- Work order
Exactly the lines starting at the line containing "tailgate handle, each" and ending at the line containing "of the running" are to be written out from the listing below, both included.

########################################

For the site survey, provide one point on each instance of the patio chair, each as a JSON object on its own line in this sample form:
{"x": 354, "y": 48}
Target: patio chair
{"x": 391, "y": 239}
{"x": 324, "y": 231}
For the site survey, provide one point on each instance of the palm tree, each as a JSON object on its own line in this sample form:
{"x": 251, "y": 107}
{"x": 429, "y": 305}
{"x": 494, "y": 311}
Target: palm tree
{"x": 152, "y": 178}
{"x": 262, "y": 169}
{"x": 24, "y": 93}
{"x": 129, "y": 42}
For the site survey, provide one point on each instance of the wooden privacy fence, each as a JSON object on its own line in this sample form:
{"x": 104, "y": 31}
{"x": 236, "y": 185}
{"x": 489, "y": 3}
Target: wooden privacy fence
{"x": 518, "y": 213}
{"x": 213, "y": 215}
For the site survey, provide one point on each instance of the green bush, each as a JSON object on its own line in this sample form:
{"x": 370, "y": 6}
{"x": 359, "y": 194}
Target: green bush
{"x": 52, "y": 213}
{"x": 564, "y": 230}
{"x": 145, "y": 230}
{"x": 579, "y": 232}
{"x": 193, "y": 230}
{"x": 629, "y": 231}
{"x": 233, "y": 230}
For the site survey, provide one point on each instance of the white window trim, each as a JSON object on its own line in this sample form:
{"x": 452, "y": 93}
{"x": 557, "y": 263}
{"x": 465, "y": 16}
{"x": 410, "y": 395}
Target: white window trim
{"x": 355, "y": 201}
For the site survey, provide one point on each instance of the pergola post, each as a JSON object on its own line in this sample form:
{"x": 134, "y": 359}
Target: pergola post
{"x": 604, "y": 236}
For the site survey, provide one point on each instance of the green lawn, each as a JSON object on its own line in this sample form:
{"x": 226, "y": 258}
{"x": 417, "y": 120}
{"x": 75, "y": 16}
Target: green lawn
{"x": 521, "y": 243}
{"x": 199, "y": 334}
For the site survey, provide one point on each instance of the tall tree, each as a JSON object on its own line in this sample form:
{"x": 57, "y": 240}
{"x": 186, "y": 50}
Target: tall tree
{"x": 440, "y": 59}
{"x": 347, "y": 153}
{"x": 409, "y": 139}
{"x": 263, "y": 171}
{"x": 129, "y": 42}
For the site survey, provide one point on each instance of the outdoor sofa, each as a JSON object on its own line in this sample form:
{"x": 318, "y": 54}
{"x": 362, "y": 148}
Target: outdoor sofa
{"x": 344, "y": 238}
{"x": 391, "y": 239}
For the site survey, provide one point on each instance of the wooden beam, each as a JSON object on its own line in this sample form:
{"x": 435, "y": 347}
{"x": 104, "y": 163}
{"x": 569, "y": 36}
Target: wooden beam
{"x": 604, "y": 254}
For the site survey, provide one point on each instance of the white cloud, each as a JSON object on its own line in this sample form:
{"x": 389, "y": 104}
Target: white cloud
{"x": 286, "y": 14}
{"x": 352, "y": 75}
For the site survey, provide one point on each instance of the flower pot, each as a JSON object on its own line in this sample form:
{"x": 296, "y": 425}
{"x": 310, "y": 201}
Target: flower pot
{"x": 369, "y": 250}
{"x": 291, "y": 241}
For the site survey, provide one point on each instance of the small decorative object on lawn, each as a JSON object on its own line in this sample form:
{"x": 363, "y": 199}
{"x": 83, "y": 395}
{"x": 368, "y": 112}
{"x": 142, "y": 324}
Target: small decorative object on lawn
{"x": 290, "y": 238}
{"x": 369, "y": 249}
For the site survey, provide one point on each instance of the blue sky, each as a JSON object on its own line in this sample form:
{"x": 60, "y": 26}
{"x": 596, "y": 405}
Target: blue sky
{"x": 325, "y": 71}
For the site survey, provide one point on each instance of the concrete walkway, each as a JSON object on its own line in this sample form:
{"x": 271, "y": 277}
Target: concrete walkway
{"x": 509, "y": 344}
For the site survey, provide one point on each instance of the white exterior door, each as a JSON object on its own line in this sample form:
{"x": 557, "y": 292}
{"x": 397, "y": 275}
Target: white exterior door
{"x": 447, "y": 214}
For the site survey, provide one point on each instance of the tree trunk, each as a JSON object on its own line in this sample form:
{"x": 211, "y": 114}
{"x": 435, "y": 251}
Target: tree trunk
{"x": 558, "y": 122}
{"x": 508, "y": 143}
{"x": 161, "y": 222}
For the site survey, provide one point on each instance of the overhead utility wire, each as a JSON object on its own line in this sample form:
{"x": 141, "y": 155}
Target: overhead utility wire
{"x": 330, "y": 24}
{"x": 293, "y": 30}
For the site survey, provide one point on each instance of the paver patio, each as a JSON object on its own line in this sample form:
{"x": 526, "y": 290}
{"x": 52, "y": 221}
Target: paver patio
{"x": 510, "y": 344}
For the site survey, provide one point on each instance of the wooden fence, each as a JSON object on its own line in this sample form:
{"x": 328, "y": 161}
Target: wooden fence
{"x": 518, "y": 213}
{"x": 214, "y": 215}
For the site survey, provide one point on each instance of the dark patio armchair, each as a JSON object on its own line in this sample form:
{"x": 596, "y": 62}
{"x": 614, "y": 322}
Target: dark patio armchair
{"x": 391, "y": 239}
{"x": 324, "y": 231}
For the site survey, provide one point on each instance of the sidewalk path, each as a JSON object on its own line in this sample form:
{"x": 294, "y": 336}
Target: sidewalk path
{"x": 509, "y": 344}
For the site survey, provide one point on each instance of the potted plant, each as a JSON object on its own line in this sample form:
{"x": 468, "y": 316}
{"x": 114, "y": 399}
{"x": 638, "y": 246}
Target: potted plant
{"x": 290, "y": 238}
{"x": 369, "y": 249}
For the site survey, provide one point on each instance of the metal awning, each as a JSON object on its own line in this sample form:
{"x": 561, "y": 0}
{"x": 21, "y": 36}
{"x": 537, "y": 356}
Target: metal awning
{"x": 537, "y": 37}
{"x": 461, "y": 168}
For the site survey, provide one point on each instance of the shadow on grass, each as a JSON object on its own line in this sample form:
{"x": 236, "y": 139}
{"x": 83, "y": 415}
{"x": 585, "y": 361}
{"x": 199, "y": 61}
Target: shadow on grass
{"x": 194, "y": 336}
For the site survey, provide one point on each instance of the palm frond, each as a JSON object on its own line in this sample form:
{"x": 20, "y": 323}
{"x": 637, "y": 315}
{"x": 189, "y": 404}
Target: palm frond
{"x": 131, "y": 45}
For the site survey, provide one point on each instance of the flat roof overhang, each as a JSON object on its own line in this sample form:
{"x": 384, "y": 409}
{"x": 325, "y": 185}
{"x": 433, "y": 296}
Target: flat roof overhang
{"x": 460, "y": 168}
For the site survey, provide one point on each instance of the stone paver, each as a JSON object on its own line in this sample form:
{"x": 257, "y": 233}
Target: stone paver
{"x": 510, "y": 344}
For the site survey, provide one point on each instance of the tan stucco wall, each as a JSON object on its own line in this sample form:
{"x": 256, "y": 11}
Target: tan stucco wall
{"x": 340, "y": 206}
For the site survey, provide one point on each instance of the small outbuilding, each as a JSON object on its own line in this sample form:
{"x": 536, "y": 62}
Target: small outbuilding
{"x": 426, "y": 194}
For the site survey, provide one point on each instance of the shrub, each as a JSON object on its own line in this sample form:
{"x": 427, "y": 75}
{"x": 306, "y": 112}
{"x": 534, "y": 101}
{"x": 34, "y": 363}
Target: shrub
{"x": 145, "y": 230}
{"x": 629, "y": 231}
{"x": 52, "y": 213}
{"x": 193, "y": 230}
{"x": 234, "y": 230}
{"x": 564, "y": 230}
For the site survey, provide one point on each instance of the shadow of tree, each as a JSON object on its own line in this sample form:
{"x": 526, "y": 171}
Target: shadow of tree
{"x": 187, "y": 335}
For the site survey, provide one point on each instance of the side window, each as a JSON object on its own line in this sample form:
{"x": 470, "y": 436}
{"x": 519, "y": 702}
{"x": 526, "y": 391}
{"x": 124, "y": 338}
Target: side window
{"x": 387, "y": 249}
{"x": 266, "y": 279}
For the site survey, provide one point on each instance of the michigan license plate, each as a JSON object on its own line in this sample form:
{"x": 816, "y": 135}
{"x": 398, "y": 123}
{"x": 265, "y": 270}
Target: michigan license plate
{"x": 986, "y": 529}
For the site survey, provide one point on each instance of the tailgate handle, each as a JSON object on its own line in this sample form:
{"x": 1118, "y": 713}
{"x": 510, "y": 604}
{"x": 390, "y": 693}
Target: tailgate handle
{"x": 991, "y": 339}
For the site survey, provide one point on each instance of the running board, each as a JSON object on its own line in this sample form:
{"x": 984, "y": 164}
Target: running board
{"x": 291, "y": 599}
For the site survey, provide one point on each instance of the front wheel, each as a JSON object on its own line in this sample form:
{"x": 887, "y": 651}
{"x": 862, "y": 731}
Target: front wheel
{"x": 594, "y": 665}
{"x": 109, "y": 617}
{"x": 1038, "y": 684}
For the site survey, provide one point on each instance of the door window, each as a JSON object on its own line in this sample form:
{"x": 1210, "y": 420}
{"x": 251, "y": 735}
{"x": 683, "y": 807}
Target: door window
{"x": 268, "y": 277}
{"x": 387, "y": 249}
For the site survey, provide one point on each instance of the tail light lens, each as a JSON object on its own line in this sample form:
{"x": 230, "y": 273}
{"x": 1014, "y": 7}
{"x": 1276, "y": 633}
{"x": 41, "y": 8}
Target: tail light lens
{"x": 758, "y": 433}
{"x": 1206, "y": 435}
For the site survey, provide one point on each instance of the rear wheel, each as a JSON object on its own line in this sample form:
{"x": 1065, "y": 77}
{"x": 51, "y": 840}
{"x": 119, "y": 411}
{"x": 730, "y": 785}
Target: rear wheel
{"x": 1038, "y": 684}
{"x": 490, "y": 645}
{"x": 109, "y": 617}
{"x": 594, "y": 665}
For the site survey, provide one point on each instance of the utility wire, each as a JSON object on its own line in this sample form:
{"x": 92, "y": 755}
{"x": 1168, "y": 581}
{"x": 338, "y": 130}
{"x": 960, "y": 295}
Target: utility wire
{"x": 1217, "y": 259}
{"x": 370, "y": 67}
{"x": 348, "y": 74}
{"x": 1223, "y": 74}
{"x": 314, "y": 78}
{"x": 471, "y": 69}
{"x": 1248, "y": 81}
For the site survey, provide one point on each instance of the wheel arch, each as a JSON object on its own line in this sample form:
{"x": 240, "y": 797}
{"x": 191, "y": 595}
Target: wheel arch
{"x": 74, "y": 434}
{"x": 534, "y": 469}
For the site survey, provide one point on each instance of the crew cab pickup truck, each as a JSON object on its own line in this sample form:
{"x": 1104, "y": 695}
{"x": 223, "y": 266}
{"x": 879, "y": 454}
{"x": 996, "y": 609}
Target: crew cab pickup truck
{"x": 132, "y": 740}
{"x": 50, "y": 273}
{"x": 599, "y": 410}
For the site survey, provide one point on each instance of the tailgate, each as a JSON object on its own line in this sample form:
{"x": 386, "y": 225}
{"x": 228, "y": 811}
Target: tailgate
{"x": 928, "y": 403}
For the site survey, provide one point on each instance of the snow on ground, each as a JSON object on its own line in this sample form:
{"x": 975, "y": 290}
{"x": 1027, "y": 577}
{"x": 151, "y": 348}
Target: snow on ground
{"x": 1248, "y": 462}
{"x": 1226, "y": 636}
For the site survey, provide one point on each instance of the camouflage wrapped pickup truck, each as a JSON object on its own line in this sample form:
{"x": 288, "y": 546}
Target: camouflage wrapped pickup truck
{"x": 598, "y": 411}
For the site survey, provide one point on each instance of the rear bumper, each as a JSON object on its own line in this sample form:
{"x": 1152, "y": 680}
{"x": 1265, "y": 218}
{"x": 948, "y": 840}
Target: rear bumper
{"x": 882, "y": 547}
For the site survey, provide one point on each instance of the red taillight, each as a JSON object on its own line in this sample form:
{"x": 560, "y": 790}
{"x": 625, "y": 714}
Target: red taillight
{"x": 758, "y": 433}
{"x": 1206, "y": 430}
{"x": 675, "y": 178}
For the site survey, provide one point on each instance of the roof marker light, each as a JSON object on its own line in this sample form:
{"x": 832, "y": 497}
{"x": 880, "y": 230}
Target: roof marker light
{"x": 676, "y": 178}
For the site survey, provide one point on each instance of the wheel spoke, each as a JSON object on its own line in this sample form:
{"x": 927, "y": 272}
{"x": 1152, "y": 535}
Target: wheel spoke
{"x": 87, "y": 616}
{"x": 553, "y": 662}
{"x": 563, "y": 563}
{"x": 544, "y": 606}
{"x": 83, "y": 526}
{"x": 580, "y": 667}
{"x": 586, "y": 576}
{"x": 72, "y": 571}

########################################

- Exercise answer
For the site survey, provide one point on each instance of the tailgate handle, each as a JSON object on its own line in this sample form:
{"x": 1118, "y": 713}
{"x": 510, "y": 604}
{"x": 390, "y": 693}
Target: tailgate handle
{"x": 991, "y": 339}
For the site survey, provide one point on each instance of the running board, each as a JSON object on its own line in this sample form:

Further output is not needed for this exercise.